▶ Text block
There was another pause – not this time for emphasis nor to raise suspense levels, but because she was listening to the contribution of the unfortunate soul at the other end of the line.

“Yeah,” she interjected. “Horrible. REALLY horrible.”

We who sat close to her could only speculate reluctantly and darkly about what might have been so horrible.

Perhaps the impact of what she’d managed to eat that day – a slice of pizza and a packet of crisps.

But the tone of the conversation lightened as she revealed she was feeling better and would be stopping off at the shops on the way home before retiring early to bed.

I wonder who else on the bus was tempted to break into an ironic round of applause.

Did this woman imagine that her fellow passengers were deaf to her words or did she simply not care that they were party to a conversation concerning the rumblings, grumblings and explosions of her digestive system?

Trouble is, mobile phones lull us into a false sense of security.

Mobile phones blur the line between the private and the public – allowing us to chat to good friends whilst forgetting other people are around us.

It’s the same with websites where folk post information and photographs that they think will be seen by only their friends, but are, in fact, accessible to all and sundry.

You’d have thought us ordinary folk would have learned to be a little bit more cautious from the experience of celebrities such as Paris Hilton and Leslie Grantham, whose shenanigans famously found their way on to the worldwide web.

But no – we blabber and we blog, we text and we twitter as though we are sitting in a room with a couple of trusted pals having a good old gossip that will go no further.

Accept it: privacy’s harder to enjoy in the electronic age.

▶ Written exercise a
Pull out every row that contains the string "nose", treating case as significant.
The column and the rows that follow it come from unrelated sources.

▶ Records to process

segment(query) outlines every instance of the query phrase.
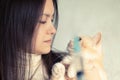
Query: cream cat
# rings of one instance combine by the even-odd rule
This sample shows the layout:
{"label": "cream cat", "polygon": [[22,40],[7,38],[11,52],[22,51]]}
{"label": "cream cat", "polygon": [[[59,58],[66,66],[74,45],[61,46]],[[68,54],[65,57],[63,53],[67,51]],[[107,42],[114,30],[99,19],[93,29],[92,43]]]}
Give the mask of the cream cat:
{"label": "cream cat", "polygon": [[[86,80],[107,80],[103,69],[101,33],[94,37],[82,36],[80,38],[80,52],[74,53],[74,44],[70,41],[68,45],[70,55],[53,66],[51,80],[65,80],[65,73],[72,78],[79,71],[84,72]],[[69,65],[68,68],[66,69],[63,64]]]}

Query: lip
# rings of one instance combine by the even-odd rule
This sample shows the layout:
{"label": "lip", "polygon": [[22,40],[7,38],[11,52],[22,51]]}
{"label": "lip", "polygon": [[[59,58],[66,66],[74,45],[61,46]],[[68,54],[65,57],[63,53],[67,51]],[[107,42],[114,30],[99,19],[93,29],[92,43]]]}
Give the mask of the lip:
{"label": "lip", "polygon": [[52,40],[49,39],[49,40],[45,40],[44,42],[47,43],[47,44],[51,44],[51,43],[52,43]]}

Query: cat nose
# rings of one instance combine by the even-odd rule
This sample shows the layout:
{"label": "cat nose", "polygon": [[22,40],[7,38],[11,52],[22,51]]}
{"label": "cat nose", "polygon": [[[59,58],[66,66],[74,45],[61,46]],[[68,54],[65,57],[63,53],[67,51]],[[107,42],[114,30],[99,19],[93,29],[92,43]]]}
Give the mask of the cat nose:
{"label": "cat nose", "polygon": [[81,41],[82,40],[82,38],[81,37],[79,37],[79,41]]}

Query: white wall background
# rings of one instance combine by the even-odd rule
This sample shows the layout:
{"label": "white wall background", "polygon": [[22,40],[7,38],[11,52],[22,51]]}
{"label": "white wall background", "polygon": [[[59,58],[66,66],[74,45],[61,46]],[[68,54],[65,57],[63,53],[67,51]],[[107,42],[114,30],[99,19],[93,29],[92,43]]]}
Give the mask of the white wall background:
{"label": "white wall background", "polygon": [[59,27],[53,44],[66,51],[74,35],[102,32],[108,80],[120,80],[120,0],[58,0]]}

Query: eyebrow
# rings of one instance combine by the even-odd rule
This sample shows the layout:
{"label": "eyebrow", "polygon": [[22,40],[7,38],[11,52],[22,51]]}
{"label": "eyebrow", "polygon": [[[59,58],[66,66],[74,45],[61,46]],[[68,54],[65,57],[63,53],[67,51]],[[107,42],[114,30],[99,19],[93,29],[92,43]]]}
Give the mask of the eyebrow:
{"label": "eyebrow", "polygon": [[[50,14],[47,13],[43,13],[43,15],[45,15],[46,17],[50,17]],[[54,16],[54,14],[52,15],[52,17]]]}

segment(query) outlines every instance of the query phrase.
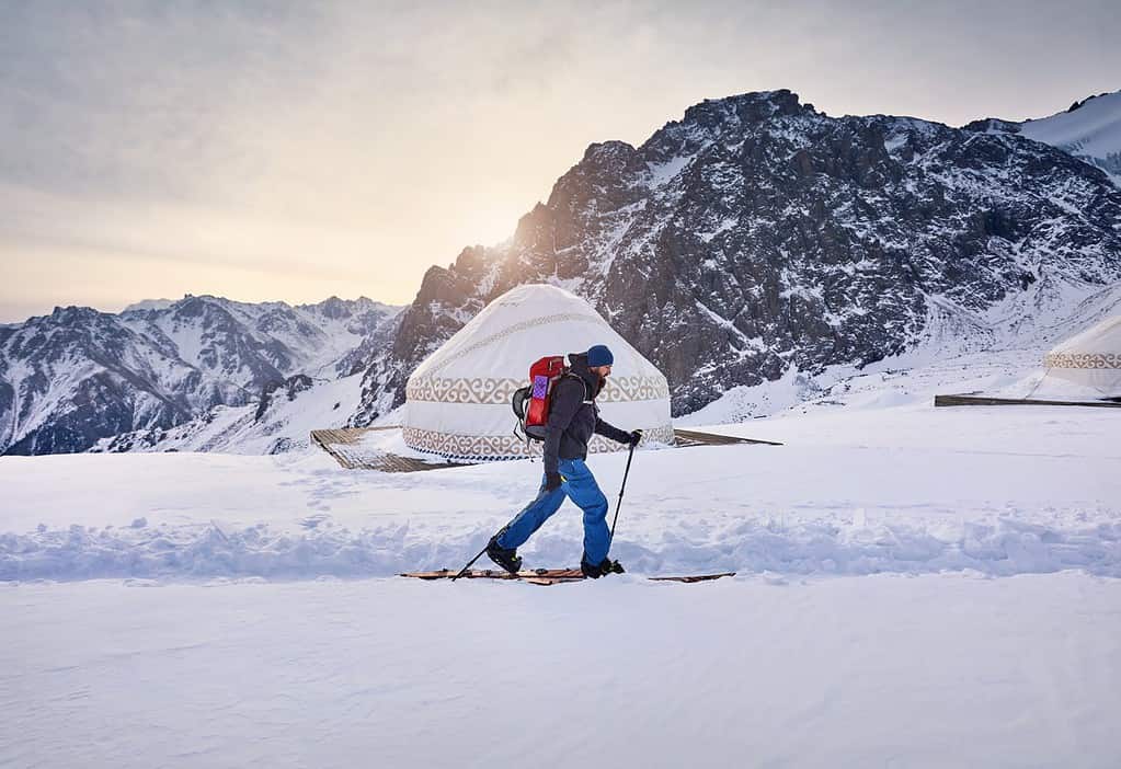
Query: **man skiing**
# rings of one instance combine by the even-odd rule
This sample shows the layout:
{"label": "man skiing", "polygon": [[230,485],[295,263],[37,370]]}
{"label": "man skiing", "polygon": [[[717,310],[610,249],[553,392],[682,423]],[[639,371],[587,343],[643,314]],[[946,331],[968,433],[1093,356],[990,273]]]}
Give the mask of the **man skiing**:
{"label": "man skiing", "polygon": [[565,497],[584,511],[584,556],[580,569],[593,580],[621,573],[618,560],[608,558],[611,547],[608,531],[608,499],[600,491],[592,471],[584,463],[592,434],[622,444],[638,445],[641,430],[626,433],[600,418],[595,404],[603,389],[614,356],[603,344],[584,353],[568,355],[568,372],[554,386],[545,434],[545,478],[536,499],[513,520],[491,537],[487,555],[508,572],[521,568],[520,547],[557,511]]}

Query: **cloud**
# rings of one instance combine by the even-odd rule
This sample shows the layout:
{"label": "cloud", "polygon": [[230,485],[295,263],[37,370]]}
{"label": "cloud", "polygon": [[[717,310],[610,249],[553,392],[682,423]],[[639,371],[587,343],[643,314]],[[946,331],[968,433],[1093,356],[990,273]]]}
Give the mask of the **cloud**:
{"label": "cloud", "polygon": [[[1112,10],[8,3],[0,267],[128,265],[121,305],[330,276],[407,302],[429,265],[510,234],[592,141],[638,143],[702,99],[773,87],[831,113],[1046,114],[1118,87]],[[83,302],[86,285],[64,288]]]}

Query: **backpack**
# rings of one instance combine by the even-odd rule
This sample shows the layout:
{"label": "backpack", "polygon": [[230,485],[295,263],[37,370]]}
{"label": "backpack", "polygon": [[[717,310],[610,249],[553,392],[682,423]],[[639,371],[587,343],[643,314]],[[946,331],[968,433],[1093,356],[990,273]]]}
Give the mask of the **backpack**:
{"label": "backpack", "polygon": [[525,439],[527,446],[530,441],[545,439],[549,400],[563,377],[575,377],[564,364],[564,355],[546,355],[529,367],[529,385],[513,391],[510,407],[518,419],[513,434]]}

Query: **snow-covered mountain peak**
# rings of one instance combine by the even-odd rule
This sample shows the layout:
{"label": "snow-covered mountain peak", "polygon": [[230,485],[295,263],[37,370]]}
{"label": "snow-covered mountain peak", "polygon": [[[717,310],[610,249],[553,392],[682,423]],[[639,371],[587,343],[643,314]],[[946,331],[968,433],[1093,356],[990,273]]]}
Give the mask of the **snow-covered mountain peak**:
{"label": "snow-covered mountain peak", "polygon": [[83,451],[251,407],[294,377],[330,382],[370,359],[398,311],[365,297],[293,307],[189,294],[119,314],[56,307],[0,328],[0,454]]}
{"label": "snow-covered mountain peak", "polygon": [[1121,91],[1088,96],[1046,118],[1022,122],[985,118],[965,128],[989,133],[1018,133],[1057,147],[1101,168],[1121,186]]}

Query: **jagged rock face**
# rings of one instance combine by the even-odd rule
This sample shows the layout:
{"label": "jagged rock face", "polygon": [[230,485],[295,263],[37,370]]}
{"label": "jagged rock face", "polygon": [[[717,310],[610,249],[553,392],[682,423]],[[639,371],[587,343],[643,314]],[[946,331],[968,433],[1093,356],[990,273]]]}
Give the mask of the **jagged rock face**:
{"label": "jagged rock face", "polygon": [[0,454],[159,432],[254,402],[275,382],[291,398],[312,377],[335,379],[343,361],[354,368],[397,312],[364,297],[291,307],[187,296],[118,315],[56,308],[0,327]]}
{"label": "jagged rock face", "polygon": [[1119,223],[1103,173],[1016,135],[830,118],[788,91],[706,101],[641,147],[592,145],[510,241],[430,268],[354,421],[401,404],[413,369],[520,284],[592,302],[680,415],[791,365],[902,352],[934,307],[981,316],[1040,279],[1117,280]]}

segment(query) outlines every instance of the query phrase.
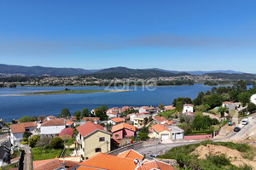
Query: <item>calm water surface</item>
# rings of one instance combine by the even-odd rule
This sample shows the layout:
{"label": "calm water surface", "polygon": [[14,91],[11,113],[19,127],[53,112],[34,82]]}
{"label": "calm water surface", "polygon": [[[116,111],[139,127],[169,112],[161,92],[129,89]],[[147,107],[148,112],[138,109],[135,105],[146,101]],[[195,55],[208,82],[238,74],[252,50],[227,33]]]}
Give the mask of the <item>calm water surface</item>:
{"label": "calm water surface", "polygon": [[[172,105],[177,97],[195,99],[201,91],[211,90],[212,87],[195,84],[192,86],[157,87],[148,91],[143,88],[130,88],[131,92],[97,93],[79,94],[8,96],[34,91],[63,90],[66,87],[17,87],[0,88],[0,118],[5,121],[20,118],[22,116],[57,116],[63,108],[68,108],[72,114],[87,107],[92,110],[101,105],[109,108],[152,105],[160,103]],[[104,89],[102,87],[67,87],[70,89]],[[126,88],[125,88],[126,89]]]}

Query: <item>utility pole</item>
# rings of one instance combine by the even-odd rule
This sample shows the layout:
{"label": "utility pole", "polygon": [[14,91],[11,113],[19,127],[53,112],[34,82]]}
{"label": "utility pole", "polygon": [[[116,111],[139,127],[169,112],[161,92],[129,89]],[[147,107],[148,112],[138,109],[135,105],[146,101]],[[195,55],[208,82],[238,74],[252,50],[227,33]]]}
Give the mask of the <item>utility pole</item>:
{"label": "utility pole", "polygon": [[157,154],[157,138],[155,137],[155,154]]}

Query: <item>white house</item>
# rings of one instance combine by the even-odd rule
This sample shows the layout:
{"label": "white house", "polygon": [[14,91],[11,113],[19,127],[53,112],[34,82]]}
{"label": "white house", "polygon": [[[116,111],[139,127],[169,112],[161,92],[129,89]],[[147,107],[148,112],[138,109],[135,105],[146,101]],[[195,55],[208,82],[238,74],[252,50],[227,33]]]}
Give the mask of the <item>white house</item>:
{"label": "white house", "polygon": [[38,127],[38,123],[35,122],[21,122],[21,123],[11,125],[11,131],[10,131],[11,144],[15,145],[16,142],[21,141],[23,138],[23,133],[25,132],[33,133],[33,132],[37,129],[37,127]]}
{"label": "white house", "polygon": [[186,112],[194,112],[194,105],[191,104],[185,104],[183,105],[183,113]]}
{"label": "white house", "polygon": [[52,119],[38,126],[40,134],[59,134],[64,128],[66,125],[63,119]]}
{"label": "white house", "polygon": [[169,128],[172,133],[172,139],[182,139],[184,138],[184,130],[177,127],[177,126],[172,126]]}

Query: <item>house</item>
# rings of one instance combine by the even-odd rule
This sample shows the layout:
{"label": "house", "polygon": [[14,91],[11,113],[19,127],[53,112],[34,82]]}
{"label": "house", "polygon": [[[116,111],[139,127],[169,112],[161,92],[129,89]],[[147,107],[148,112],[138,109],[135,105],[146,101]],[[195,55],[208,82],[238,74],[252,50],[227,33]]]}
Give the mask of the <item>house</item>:
{"label": "house", "polygon": [[143,156],[133,150],[117,156],[99,153],[81,162],[77,170],[173,170],[171,165],[163,162],[143,159]]}
{"label": "house", "polygon": [[[10,150],[5,146],[0,146],[0,167],[10,163]],[[1,168],[0,168],[1,169]]]}
{"label": "house", "polygon": [[93,122],[94,123],[100,124],[100,117],[83,117],[82,121],[86,121],[86,122]]}
{"label": "house", "polygon": [[107,113],[107,116],[109,119],[115,118],[119,116],[119,113],[118,112]]}
{"label": "house", "polygon": [[74,122],[73,122],[73,121],[67,121],[66,126],[69,127],[69,128],[74,127]]}
{"label": "house", "polygon": [[127,150],[118,156],[99,153],[81,162],[77,170],[135,170],[143,158],[143,156],[135,150]]}
{"label": "house", "polygon": [[123,122],[112,127],[112,138],[122,139],[131,138],[131,136],[136,137],[136,130],[137,128],[134,126]]}
{"label": "house", "polygon": [[177,126],[172,126],[172,127],[166,127],[168,129],[172,132],[172,140],[175,139],[182,139],[184,138],[184,130],[177,127]]}
{"label": "house", "polygon": [[173,107],[173,105],[166,105],[165,106],[165,110],[175,110],[176,108]]}
{"label": "house", "polygon": [[33,133],[37,130],[38,123],[35,122],[20,122],[11,125],[10,141],[13,145],[23,139],[23,133],[28,132]]}
{"label": "house", "polygon": [[117,125],[117,124],[122,123],[124,122],[125,122],[125,120],[122,119],[121,117],[116,117],[116,118],[108,120],[108,123],[112,124],[112,125]]}
{"label": "house", "polygon": [[65,159],[65,165],[63,165],[63,159],[48,159],[33,161],[33,170],[72,170],[79,163],[79,162],[69,161]]}
{"label": "house", "polygon": [[55,119],[56,117],[55,116],[49,116],[46,117],[47,121],[52,120],[52,119]]}
{"label": "house", "polygon": [[90,158],[99,152],[110,150],[111,133],[101,125],[87,122],[77,128],[76,149],[79,156]]}
{"label": "house", "polygon": [[159,160],[145,161],[137,170],[174,170],[172,165]]}
{"label": "house", "polygon": [[71,128],[67,128],[61,130],[61,132],[59,134],[59,137],[62,139],[72,139],[73,133],[73,129]]}
{"label": "house", "polygon": [[153,119],[157,124],[161,124],[161,125],[168,122],[168,120],[164,116],[154,116]]}
{"label": "house", "polygon": [[133,118],[134,126],[141,128],[152,120],[152,116],[148,114],[139,115]]}
{"label": "house", "polygon": [[59,134],[64,128],[66,128],[64,119],[51,119],[38,126],[40,134]]}
{"label": "house", "polygon": [[151,137],[164,139],[171,139],[171,130],[160,124],[152,125]]}
{"label": "house", "polygon": [[183,105],[183,113],[186,113],[186,112],[194,112],[194,105],[191,104],[185,104]]}

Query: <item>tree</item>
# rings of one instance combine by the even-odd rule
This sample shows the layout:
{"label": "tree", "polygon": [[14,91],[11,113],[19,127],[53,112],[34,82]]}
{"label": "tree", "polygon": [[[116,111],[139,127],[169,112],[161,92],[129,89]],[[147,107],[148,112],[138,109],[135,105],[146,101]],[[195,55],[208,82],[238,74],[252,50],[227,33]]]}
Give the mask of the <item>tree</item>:
{"label": "tree", "polygon": [[182,111],[183,110],[183,103],[182,101],[177,101],[176,103],[176,110],[178,111]]}
{"label": "tree", "polygon": [[37,143],[39,141],[39,139],[40,139],[40,136],[38,136],[38,135],[31,137],[28,139],[28,145],[32,148],[35,147]]}
{"label": "tree", "polygon": [[256,105],[252,102],[248,103],[247,110],[250,113],[255,112],[256,111]]}
{"label": "tree", "polygon": [[160,110],[165,110],[165,106],[161,103],[158,105],[158,108],[160,108]]}
{"label": "tree", "polygon": [[32,117],[24,116],[21,118],[19,119],[20,122],[33,122],[34,119]]}
{"label": "tree", "polygon": [[61,112],[59,115],[60,118],[67,118],[67,117],[70,117],[71,114],[69,112],[69,110],[67,108],[62,109]]}
{"label": "tree", "polygon": [[251,94],[249,92],[244,92],[240,94],[237,98],[238,101],[242,103],[242,105],[245,106],[250,102]]}
{"label": "tree", "polygon": [[219,107],[218,109],[218,112],[220,113],[221,116],[224,117],[224,113],[228,110],[228,108],[226,107]]}
{"label": "tree", "polygon": [[28,137],[30,137],[30,135],[31,135],[31,134],[30,134],[28,132],[25,132],[25,133],[23,133],[22,137],[23,137],[23,138],[28,139]]}
{"label": "tree", "polygon": [[224,99],[223,96],[213,94],[212,95],[206,96],[204,98],[203,104],[208,105],[210,108],[214,108],[216,106],[221,105],[224,100]]}
{"label": "tree", "polygon": [[80,110],[75,111],[74,116],[76,116],[77,121],[79,121],[81,117],[81,111]]}
{"label": "tree", "polygon": [[37,144],[37,147],[44,147],[45,145],[47,145],[49,142],[49,139],[47,137],[43,137],[40,138],[40,139],[38,140],[38,144]]}
{"label": "tree", "polygon": [[90,110],[88,108],[84,108],[81,110],[81,117],[89,117]]}
{"label": "tree", "polygon": [[49,147],[53,149],[60,149],[63,147],[62,139],[59,137],[53,138],[49,143]]}
{"label": "tree", "polygon": [[97,107],[95,109],[95,114],[96,117],[100,117],[101,121],[106,121],[108,120],[108,116],[106,114],[106,111],[108,110],[107,105],[101,105],[100,107]]}
{"label": "tree", "polygon": [[246,92],[247,88],[247,84],[243,80],[238,81],[234,86],[233,88],[235,88],[239,93]]}
{"label": "tree", "polygon": [[46,116],[45,116],[45,115],[40,115],[40,116],[38,117],[38,121],[44,121],[45,118],[46,118]]}

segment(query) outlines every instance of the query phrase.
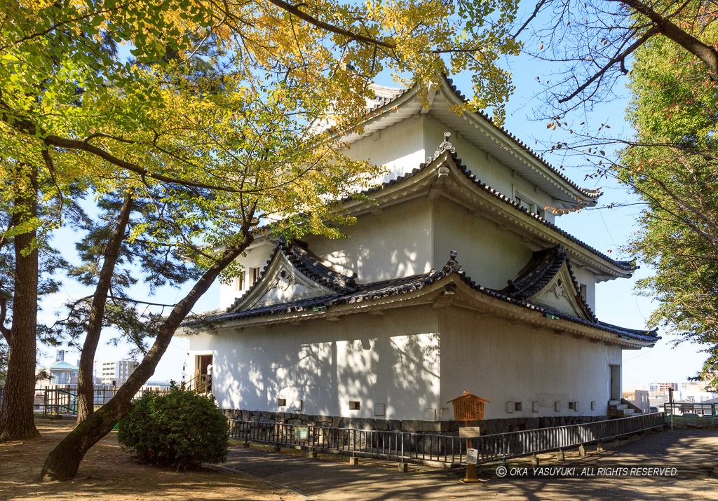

▶ Written exercise b
Which two celebrities does the column on mobile phones name as people whose shenanigans found their way on to the worldwide web?

▶ Task output a
Query: cat nose
{"label": "cat nose", "polygon": [[22,40],[7,38],[11,52],[22,51]]}
{"label": "cat nose", "polygon": [[[59,58],[66,66],[74,45],[61,46]],[[68,54],[65,57],[63,53],[67,51]],[[107,42],[114,30],[99,19],[93,29],[92,43]]]}
Give the mask of the cat nose:
{"label": "cat nose", "polygon": [[81,41],[82,40],[82,38],[81,37],[79,37],[79,41]]}

▶ Task output b
Paris Hilton and Leslie Grantham.